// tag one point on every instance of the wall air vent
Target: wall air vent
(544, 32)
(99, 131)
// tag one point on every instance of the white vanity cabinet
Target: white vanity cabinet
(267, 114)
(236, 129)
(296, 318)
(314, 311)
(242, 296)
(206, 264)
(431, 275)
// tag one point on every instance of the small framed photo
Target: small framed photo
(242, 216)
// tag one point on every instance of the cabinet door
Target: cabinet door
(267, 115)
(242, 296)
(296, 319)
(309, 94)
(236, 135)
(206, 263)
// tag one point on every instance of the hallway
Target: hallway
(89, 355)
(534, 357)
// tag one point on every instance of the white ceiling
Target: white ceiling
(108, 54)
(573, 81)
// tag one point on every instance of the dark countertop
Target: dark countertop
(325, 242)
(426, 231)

++++++++

• Required work
Leaving every word in place, output the whole listing above.

• Output of the exercise
// tag one point on every instance of the wall air vent
Target: wall air vent
(544, 32)
(99, 131)
// tag one point on every instance of the white vanity cabinet
Target: white vanity cabinet
(267, 114)
(236, 129)
(296, 318)
(314, 311)
(242, 296)
(206, 264)
(431, 275)
// tag one point on every instance of the small framed photo
Target: small framed photo
(242, 216)
// tag one point on every instance of the cabinet door
Target: cabinet door
(267, 115)
(242, 296)
(296, 319)
(309, 94)
(236, 135)
(206, 263)
// tag one point on every instance of the hallway
Target: hallway
(89, 355)
(534, 357)
// tag one point on every instance of the white ceiling
Target: white ceiling
(108, 54)
(573, 81)
// tag one point on every instance of the dark countertop
Target: dark countertop
(325, 242)
(426, 231)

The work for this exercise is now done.